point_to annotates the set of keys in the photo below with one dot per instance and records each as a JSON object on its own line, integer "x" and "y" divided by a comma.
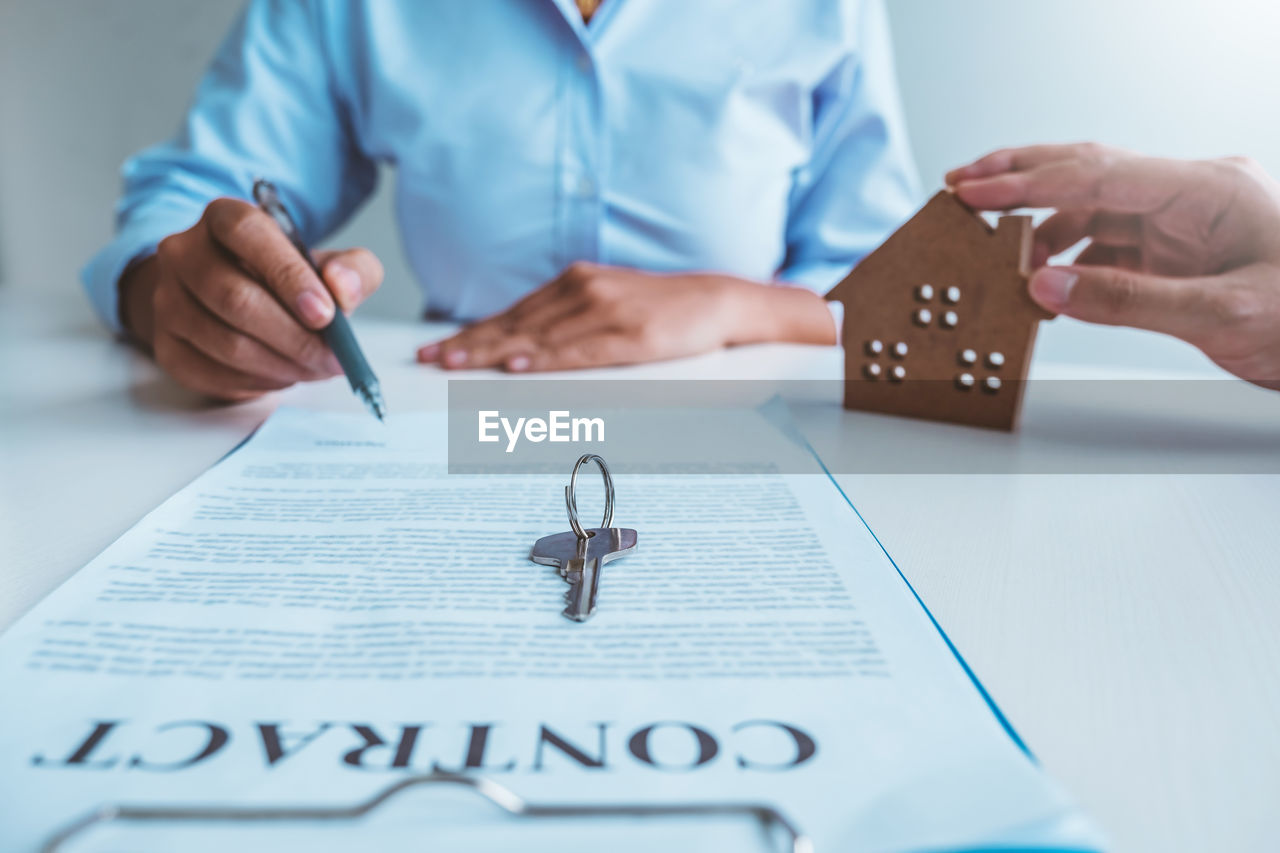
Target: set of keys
{"x": 580, "y": 553}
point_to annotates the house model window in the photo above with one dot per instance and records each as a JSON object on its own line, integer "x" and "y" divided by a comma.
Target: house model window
{"x": 937, "y": 320}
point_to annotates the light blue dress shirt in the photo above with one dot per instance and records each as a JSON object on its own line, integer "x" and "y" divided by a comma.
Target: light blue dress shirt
{"x": 760, "y": 138}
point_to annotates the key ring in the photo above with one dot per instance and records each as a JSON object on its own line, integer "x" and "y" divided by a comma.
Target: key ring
{"x": 571, "y": 500}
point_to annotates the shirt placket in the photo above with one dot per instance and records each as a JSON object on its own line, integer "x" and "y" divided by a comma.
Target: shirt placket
{"x": 580, "y": 169}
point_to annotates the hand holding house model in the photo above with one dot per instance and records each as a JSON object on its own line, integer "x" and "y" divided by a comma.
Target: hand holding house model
{"x": 937, "y": 320}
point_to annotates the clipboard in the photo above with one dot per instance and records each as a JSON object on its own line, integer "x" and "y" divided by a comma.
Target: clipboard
{"x": 776, "y": 826}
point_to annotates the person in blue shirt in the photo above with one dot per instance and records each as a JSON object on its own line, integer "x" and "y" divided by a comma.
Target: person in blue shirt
{"x": 585, "y": 186}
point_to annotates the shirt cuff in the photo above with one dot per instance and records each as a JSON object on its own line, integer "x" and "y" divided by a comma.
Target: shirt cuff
{"x": 135, "y": 241}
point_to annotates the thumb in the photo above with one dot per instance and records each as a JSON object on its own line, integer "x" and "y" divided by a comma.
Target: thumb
{"x": 1179, "y": 306}
{"x": 351, "y": 274}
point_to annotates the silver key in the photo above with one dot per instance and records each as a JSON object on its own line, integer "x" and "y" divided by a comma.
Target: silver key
{"x": 580, "y": 561}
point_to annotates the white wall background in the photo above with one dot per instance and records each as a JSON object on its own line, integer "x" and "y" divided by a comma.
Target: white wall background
{"x": 86, "y": 82}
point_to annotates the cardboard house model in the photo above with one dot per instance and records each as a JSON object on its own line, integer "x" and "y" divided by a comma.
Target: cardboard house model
{"x": 937, "y": 320}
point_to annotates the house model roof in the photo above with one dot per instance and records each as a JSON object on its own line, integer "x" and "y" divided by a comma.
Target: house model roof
{"x": 938, "y": 323}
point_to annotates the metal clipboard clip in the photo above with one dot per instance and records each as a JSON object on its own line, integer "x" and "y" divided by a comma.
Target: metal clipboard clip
{"x": 497, "y": 794}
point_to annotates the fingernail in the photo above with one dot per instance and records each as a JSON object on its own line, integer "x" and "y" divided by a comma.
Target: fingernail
{"x": 314, "y": 309}
{"x": 347, "y": 281}
{"x": 1052, "y": 286}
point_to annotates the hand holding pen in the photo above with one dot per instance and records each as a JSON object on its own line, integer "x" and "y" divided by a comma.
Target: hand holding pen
{"x": 232, "y": 310}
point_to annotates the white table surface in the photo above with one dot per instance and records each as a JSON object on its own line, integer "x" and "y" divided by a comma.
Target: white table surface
{"x": 1127, "y": 624}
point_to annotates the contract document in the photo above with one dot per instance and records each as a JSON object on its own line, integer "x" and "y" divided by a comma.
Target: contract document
{"x": 328, "y": 610}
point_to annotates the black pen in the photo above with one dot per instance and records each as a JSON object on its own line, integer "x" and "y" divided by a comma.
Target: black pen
{"x": 338, "y": 333}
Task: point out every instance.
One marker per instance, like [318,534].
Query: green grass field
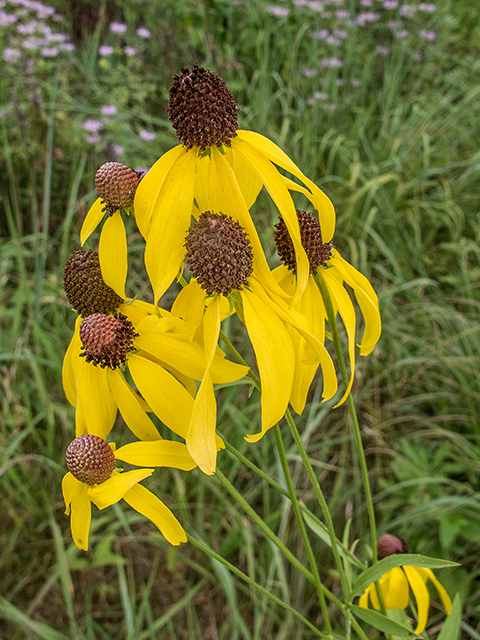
[395,144]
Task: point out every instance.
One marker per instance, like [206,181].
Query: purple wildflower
[320,35]
[279,12]
[47,52]
[92,125]
[147,135]
[428,35]
[109,110]
[105,50]
[11,55]
[118,27]
[143,33]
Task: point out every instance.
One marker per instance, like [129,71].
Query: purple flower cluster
[338,24]
[29,33]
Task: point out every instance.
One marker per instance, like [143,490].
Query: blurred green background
[379,103]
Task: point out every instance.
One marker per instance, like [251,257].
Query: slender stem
[264,527]
[253,584]
[356,427]
[303,507]
[301,526]
[323,504]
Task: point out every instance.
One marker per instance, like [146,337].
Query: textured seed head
[116,185]
[318,252]
[85,288]
[219,253]
[90,459]
[388,545]
[202,109]
[107,340]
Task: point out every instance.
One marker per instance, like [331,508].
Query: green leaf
[377,570]
[451,626]
[320,530]
[381,622]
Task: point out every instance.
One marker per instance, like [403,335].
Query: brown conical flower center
[107,340]
[85,288]
[388,545]
[90,459]
[116,185]
[202,109]
[219,253]
[317,251]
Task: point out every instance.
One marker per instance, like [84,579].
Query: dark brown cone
[388,545]
[202,109]
[318,252]
[90,459]
[219,253]
[116,185]
[107,340]
[85,288]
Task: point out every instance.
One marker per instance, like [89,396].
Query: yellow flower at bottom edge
[92,478]
[395,587]
[395,584]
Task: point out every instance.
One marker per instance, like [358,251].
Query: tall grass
[400,160]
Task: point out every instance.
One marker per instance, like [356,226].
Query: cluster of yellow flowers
[133,356]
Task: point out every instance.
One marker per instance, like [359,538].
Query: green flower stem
[303,507]
[254,584]
[323,504]
[356,427]
[265,528]
[301,525]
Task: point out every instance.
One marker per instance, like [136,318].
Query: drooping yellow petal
[98,404]
[77,505]
[366,298]
[201,441]
[92,220]
[342,305]
[296,320]
[171,215]
[275,186]
[248,180]
[396,594]
[421,594]
[69,370]
[112,253]
[143,501]
[130,407]
[363,602]
[159,453]
[113,490]
[226,197]
[428,574]
[184,356]
[149,188]
[310,306]
[169,400]
[202,195]
[190,305]
[275,359]
[324,205]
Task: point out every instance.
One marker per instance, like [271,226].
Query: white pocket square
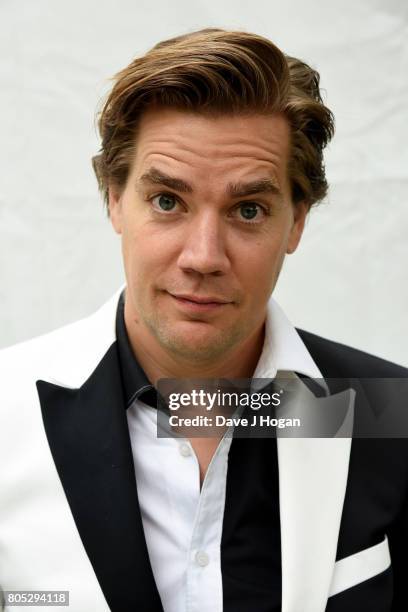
[361,566]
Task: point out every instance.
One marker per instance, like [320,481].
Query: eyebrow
[235,190]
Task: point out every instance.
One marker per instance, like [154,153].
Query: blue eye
[249,210]
[165,201]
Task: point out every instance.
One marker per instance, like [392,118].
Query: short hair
[217,72]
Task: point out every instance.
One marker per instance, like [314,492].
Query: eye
[164,202]
[250,211]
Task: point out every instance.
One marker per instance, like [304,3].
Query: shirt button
[185,450]
[202,559]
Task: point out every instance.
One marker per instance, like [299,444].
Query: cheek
[260,266]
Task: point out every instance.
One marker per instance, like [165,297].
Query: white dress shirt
[183,525]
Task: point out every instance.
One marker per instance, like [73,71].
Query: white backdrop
[59,258]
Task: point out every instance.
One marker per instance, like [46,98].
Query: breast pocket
[361,566]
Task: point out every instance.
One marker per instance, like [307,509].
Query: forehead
[225,147]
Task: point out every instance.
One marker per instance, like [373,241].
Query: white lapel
[312,483]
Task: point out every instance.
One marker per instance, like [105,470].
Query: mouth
[200,303]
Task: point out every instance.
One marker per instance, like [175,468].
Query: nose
[204,248]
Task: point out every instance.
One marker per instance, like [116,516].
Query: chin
[198,342]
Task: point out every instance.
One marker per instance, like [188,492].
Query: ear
[115,208]
[300,211]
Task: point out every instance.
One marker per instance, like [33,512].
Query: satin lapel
[89,439]
[312,483]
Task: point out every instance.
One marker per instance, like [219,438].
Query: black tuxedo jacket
[69,512]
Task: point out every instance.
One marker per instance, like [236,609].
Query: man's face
[206,219]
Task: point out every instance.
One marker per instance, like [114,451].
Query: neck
[157,362]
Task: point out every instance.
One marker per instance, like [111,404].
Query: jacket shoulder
[339,360]
[65,356]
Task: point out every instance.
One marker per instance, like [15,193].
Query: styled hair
[217,72]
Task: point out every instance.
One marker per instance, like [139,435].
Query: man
[211,158]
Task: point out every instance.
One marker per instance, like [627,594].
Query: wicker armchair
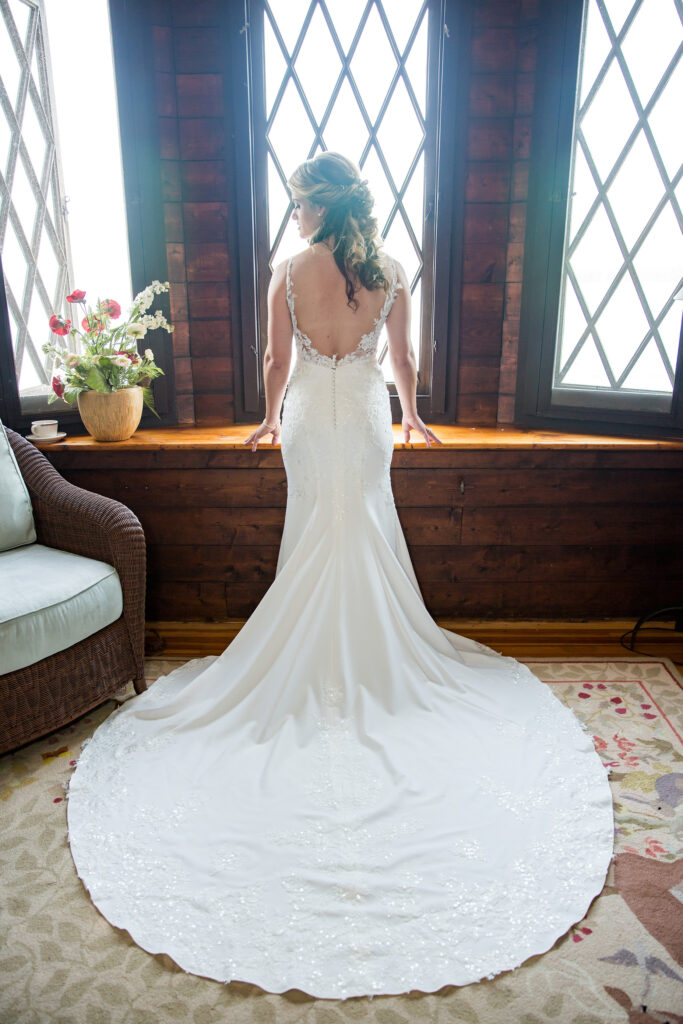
[52,692]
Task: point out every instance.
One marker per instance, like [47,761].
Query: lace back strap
[290,294]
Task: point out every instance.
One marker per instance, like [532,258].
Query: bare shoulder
[279,279]
[402,284]
[401,276]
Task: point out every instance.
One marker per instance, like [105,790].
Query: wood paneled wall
[198,194]
[493,534]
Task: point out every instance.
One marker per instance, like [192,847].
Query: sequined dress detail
[350,800]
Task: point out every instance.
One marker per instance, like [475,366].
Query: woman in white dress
[350,800]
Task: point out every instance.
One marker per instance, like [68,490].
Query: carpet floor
[62,963]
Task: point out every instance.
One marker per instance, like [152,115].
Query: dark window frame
[559,40]
[142,184]
[248,290]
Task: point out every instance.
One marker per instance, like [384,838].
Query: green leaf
[95,380]
[148,399]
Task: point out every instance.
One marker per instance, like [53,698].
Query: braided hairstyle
[333,181]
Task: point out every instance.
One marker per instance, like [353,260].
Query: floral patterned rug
[61,962]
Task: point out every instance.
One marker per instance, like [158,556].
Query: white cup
[44,428]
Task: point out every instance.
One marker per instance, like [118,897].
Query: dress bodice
[366,348]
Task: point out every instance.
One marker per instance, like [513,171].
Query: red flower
[111,307]
[133,356]
[59,326]
[91,324]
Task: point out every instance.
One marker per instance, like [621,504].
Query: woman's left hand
[261,431]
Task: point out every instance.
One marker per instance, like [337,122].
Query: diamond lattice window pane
[289,15]
[399,244]
[279,200]
[399,134]
[659,259]
[33,370]
[596,259]
[630,340]
[648,373]
[636,190]
[49,267]
[584,192]
[317,65]
[670,332]
[664,119]
[402,16]
[10,72]
[346,15]
[22,14]
[24,200]
[380,187]
[291,134]
[588,368]
[416,66]
[596,49]
[5,142]
[374,65]
[13,263]
[34,137]
[650,43]
[414,199]
[622,326]
[345,131]
[573,326]
[274,66]
[617,11]
[608,121]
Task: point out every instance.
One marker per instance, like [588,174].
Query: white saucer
[49,439]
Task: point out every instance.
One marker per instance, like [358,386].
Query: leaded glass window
[62,216]
[619,326]
[358,77]
[32,227]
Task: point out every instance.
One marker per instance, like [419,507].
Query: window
[601,327]
[66,219]
[363,77]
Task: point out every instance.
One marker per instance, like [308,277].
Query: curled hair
[333,181]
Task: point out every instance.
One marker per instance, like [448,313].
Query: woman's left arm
[276,358]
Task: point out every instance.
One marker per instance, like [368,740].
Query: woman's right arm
[401,355]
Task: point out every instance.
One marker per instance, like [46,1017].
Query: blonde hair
[334,182]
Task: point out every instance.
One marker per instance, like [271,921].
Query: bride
[350,800]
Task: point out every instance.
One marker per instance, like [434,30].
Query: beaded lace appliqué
[368,344]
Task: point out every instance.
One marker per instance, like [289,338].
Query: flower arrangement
[109,359]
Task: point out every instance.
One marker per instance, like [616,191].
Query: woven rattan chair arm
[90,524]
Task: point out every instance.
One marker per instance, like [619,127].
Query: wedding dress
[350,800]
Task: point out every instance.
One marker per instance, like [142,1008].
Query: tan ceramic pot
[111,416]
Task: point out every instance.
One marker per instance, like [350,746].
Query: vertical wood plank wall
[508,534]
[198,193]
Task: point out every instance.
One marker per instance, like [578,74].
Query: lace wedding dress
[350,800]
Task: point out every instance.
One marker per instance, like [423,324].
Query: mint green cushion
[49,600]
[16,525]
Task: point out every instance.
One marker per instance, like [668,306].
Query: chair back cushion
[16,524]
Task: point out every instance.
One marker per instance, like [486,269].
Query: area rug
[62,963]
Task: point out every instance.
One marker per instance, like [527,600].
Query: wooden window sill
[453,437]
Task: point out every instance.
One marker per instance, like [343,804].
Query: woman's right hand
[261,431]
[415,423]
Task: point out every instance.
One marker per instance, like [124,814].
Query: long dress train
[350,800]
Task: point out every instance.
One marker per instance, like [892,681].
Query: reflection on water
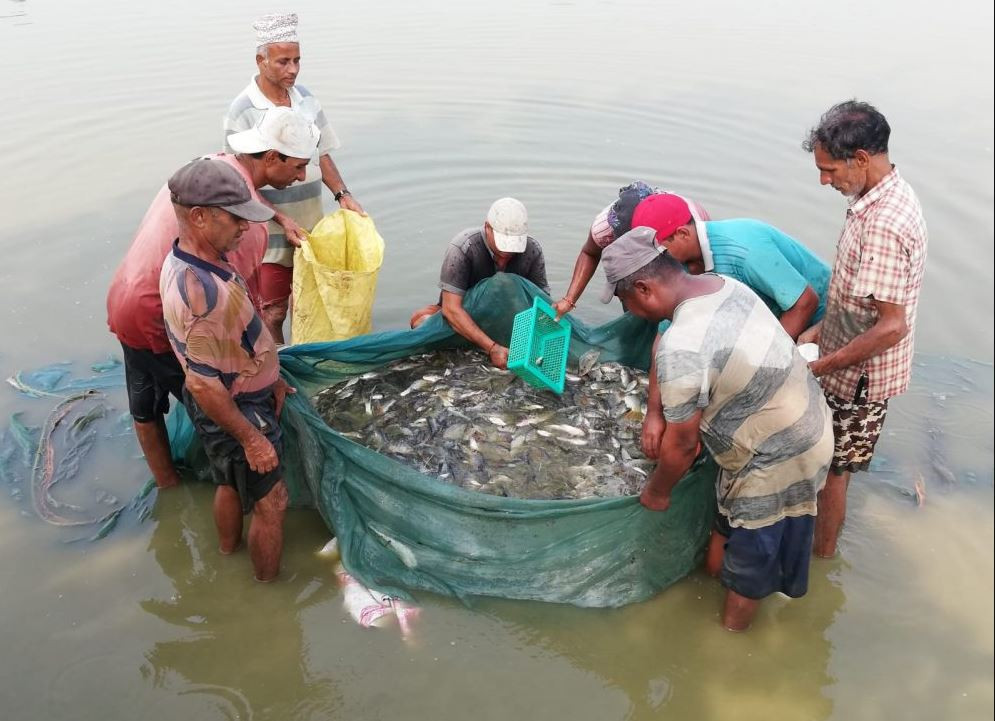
[242,644]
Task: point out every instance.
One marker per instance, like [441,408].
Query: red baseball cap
[663,212]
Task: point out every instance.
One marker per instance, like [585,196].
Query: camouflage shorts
[856,429]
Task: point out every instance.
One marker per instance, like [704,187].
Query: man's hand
[820,366]
[654,501]
[653,427]
[281,389]
[347,202]
[562,307]
[260,454]
[811,335]
[498,355]
[295,233]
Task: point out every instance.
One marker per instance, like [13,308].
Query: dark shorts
+-------+
→ Exercise objective:
In the listing above, find the line containing "Target: black pen" and the line containing "One marker per instance, like [206,181]."; print those lines and every line between them exactly, leaving out pictures.

→ Exercise solution:
Target: black pen
{"x": 338, "y": 333}
Task: point out every instance.
One marker per instance, like [318,534].
Query: green grass field
[395,144]
Task: point out every instance.
One marker per instance, like [206,181].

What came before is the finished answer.